Compito breve:
Rispondi alle seguenti domande sull'estratto.
1. Di quale società si segnala la richiesta d'istanza di fallimento?
2. Secondo il report 'World Press Trends', quale percentuale dei ricavi pubblicitari dell'intero settore rappresentano le inserzioni sui prodotti giornalistici digitali?
3. Come si chiama il blog di Alan D. Mutter?

Estratto del documento:
▼
Questa settimana su RoundUp: i dati poco ottimistici del ‘World Press Trends’ sulla raccolta pubblicitaria nel mercato dei media digitali, le applicazioni «mattone» delle testate giornalistiche, un curioso esperimento editoriale svizzero, la richiesta d’istanza di fallimento della Journal Register Company, la via di fuga dei giornali dalla carta e una proposta di rincaro dei prezzi nelle edicole: «Puntiamo sulla qualità». Infine segnaliamo il botta e risposta fra la Cnn e un reporter del Guardian, che accusa la rete americana di aver ‘censurato’ parte di un documentario sulle dimostrazioni antigovernative in Bahrain su pressione del governo locale.
Pubblicità e applicazioni “mattone”: quando il digitale non basta
Secondo il report annuale ‘World Press Trends’ elaborato dalla World Association of Newspapers and Publisher (WAN-IFRA) e pubblicato questa settimana, i ricavi derivanti dalle inserzioni sui prodotti giornalistici digitali rappresenterebbero soltanto il 2,2% dei ricavi pubblicitari dell’intero settore. Dati poco incoraggianti, che farebbero di questo tipo di consumo delle news - metodo ancora «carente» quanto a «intensità», riporta la ricerca - un business model ancora non alternativo al vecchio modello pubblicitario su stampa cartacea. Alan D. Mutter, profondo conoscitore del mondo giornalistico e dei media digitali, sul suo blog 'Newsosaur' ci suggerisce indirettamente a una spiegazione: «La pubblicità acquistata sugli strumenti portatili dovrebbe salire di 4,5 volte dal livello dell’ultimo anno, fino a 7,7 miliardi di dollari entro la fine del 2016 - una somma approssimativamente comparabile a un terzo degli spazi venduti per le inserzioni nei giornali dell’intero il paese nel 2011».
▲
Dati forniti:
▼
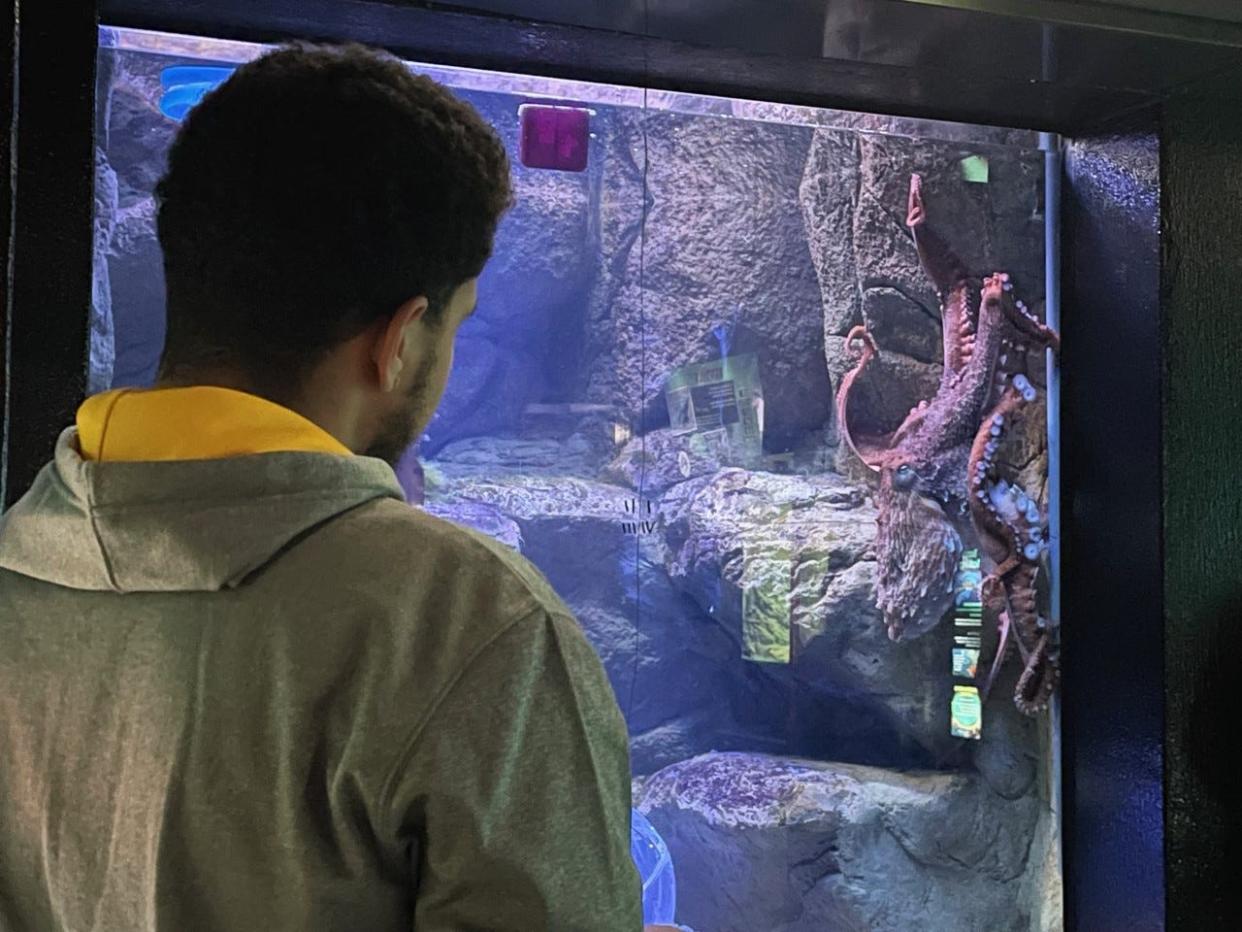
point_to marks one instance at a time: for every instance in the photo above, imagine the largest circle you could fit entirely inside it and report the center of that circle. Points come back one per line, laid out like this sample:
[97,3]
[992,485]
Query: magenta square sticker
[554,137]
▲
Risposta al compito:
1. La Journal Register Company.
2. Il 2,2%.
3. Newsosaur.